* **SELECTED EXCERPT**
>> BEGIN

The brown clouds, the result of burning of fossil fuels and biomass, are in some cases and regions aggravating the impacts of greenhouse gas-induced climate change, says the report.
This is because ABCs lead to the formation of particles like black carbon and soot that absorb sunlight and heat the air; and gases such as ozone which enhance the greenhouse effect of CO2.
Globally however brown clouds may be countering or 'masking' the warming impacts of climate change by between 20 and up to 80 per cent the researchers suggest.
This is because of particles such as sulfates and some organics which reflect sunlight and cool the surface.
The cloud is also having impacts on air quality and agriculture in Asia increasing risks to human health and food production for three billion people.

>> END

* **WORK INSTRUCTIONS**
1) In the passage on brown clouds, which particles reflect sunlight and cool the surface?
2) Output the brown clouds passage without changes, from "This is because ABCs" to "the researchers suggest.".

* **RECORD LIST**
>> BEGIN

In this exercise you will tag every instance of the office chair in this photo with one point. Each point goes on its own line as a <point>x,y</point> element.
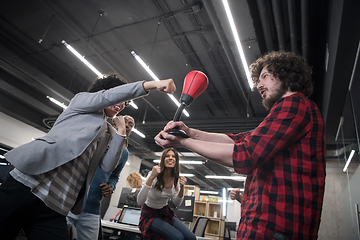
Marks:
<point>200,226</point>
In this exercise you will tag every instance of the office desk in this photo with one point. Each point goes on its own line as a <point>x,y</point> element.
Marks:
<point>120,226</point>
<point>129,228</point>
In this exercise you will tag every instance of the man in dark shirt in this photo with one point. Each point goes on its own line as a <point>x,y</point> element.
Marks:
<point>283,158</point>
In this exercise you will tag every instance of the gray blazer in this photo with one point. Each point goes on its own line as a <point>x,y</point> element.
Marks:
<point>82,123</point>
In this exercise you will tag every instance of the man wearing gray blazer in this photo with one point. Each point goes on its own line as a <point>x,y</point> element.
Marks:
<point>53,173</point>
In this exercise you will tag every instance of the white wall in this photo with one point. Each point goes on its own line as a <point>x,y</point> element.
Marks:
<point>14,133</point>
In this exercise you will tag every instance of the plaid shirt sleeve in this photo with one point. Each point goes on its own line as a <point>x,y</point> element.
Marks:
<point>284,158</point>
<point>286,123</point>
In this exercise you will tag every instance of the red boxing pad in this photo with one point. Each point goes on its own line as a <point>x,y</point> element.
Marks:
<point>195,83</point>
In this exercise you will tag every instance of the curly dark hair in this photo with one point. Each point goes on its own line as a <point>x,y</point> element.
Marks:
<point>292,70</point>
<point>159,185</point>
<point>105,83</point>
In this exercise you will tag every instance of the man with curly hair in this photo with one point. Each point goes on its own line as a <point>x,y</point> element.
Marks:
<point>52,174</point>
<point>283,158</point>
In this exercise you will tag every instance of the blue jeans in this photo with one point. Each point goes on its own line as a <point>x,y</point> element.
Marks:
<point>87,225</point>
<point>175,231</point>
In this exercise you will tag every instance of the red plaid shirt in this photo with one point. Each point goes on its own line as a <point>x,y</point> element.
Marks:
<point>284,158</point>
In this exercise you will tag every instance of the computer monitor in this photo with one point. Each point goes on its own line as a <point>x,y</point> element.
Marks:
<point>128,198</point>
<point>123,197</point>
<point>130,216</point>
<point>185,211</point>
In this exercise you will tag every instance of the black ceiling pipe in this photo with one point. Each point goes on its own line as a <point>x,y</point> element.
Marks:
<point>265,21</point>
<point>292,20</point>
<point>279,24</point>
<point>304,28</point>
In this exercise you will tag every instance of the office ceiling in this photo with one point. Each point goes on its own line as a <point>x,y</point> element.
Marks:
<point>173,37</point>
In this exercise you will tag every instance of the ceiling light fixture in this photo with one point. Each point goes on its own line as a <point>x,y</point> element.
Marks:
<point>238,43</point>
<point>57,102</point>
<point>226,177</point>
<point>82,58</point>
<point>349,160</point>
<point>224,205</point>
<point>186,174</point>
<point>182,161</point>
<point>100,75</point>
<point>3,149</point>
<point>147,68</point>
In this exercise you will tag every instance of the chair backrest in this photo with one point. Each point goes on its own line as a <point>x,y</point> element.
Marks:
<point>200,226</point>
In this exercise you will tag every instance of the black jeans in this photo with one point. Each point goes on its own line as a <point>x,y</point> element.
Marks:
<point>20,209</point>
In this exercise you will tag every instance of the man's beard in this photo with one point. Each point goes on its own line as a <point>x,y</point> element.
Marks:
<point>269,101</point>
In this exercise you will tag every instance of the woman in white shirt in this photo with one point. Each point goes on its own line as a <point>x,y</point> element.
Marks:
<point>157,220</point>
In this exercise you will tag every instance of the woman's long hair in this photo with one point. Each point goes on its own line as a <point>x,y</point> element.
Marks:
<point>159,185</point>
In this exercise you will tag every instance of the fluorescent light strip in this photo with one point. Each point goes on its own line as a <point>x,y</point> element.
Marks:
<point>3,149</point>
<point>82,59</point>
<point>209,192</point>
<point>138,133</point>
<point>238,43</point>
<point>147,68</point>
<point>226,177</point>
<point>182,161</point>
<point>224,198</point>
<point>133,105</point>
<point>349,160</point>
<point>186,174</point>
<point>77,54</point>
<point>57,102</point>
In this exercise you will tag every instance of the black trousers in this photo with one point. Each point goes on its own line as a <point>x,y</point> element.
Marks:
<point>20,209</point>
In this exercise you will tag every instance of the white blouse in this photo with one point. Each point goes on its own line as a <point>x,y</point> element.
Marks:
<point>156,199</point>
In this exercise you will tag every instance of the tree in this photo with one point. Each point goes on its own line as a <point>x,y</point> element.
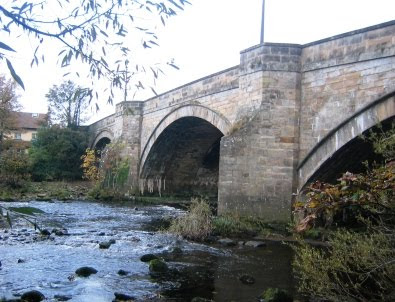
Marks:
<point>359,262</point>
<point>14,168</point>
<point>56,154</point>
<point>67,104</point>
<point>88,30</point>
<point>8,104</point>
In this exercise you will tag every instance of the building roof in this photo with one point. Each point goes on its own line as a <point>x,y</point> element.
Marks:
<point>29,120</point>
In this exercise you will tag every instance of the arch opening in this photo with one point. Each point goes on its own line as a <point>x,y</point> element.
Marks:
<point>184,160</point>
<point>351,157</point>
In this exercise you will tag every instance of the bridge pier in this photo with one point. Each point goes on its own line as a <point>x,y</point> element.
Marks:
<point>256,175</point>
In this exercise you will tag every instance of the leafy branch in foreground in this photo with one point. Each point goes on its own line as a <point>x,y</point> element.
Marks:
<point>25,213</point>
<point>88,31</point>
<point>359,262</point>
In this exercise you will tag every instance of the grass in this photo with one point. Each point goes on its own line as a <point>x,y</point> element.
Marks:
<point>235,225</point>
<point>196,224</point>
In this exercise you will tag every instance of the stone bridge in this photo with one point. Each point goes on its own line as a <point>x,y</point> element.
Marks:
<point>253,135</point>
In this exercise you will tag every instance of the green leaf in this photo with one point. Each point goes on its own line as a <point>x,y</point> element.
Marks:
<point>26,210</point>
<point>9,219</point>
<point>6,47</point>
<point>14,75</point>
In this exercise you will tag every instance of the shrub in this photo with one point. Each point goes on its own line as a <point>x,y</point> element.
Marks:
<point>235,225</point>
<point>14,168</point>
<point>56,154</point>
<point>359,264</point>
<point>196,224</point>
<point>90,163</point>
<point>113,167</point>
<point>356,267</point>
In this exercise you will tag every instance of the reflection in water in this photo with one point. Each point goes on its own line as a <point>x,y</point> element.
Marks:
<point>207,271</point>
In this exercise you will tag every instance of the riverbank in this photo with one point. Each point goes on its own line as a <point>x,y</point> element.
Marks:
<point>218,271</point>
<point>47,191</point>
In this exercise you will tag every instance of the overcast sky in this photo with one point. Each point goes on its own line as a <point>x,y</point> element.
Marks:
<point>209,35</point>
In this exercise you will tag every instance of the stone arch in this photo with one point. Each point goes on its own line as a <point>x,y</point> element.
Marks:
<point>378,111</point>
<point>106,133</point>
<point>191,110</point>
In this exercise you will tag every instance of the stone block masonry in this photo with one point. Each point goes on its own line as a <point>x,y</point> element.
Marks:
<point>255,133</point>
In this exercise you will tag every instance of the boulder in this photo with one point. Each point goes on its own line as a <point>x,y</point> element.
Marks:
<point>45,232</point>
<point>104,244</point>
<point>157,266</point>
<point>122,297</point>
<point>148,257</point>
<point>85,271</point>
<point>246,279</point>
<point>62,298</point>
<point>227,242</point>
<point>177,251</point>
<point>32,296</point>
<point>122,272</point>
<point>199,299</point>
<point>255,244</point>
<point>276,295</point>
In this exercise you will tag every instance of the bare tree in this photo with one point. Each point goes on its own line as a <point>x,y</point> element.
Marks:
<point>67,104</point>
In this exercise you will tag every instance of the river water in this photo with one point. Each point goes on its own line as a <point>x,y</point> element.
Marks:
<point>209,271</point>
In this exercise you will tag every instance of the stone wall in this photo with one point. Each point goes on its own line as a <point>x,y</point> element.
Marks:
<point>274,109</point>
<point>257,161</point>
<point>341,75</point>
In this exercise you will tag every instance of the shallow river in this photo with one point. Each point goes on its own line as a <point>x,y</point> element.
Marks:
<point>201,270</point>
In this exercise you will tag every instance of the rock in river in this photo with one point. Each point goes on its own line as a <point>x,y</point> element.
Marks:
<point>62,298</point>
<point>157,266</point>
<point>148,257</point>
<point>122,272</point>
<point>85,271</point>
<point>32,296</point>
<point>255,243</point>
<point>104,244</point>
<point>246,279</point>
<point>227,242</point>
<point>122,297</point>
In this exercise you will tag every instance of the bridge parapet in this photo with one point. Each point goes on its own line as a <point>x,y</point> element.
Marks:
<point>274,109</point>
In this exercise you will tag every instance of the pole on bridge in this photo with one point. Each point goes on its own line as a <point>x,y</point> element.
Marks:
<point>263,22</point>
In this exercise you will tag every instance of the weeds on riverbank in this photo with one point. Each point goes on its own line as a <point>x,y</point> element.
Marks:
<point>196,224</point>
<point>236,225</point>
<point>359,215</point>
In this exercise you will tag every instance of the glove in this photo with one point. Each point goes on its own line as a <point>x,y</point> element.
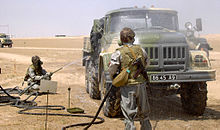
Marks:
<point>47,76</point>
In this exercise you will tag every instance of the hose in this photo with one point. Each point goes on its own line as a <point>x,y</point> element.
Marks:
<point>17,103</point>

>> END

* **RESULTS IN ORDER**
1) Sulfates and some organics.

2)
This is because ABCs lead to the formation of particles like black carbon and soot that absorb sunlight and heat the air; and gases such as ozone which enhance the greenhouse effect of CO2.
Globally however brown clouds may be countering or 'masking' the warming impacts of climate change by between 20 and up to 80 per cent the researchers suggest.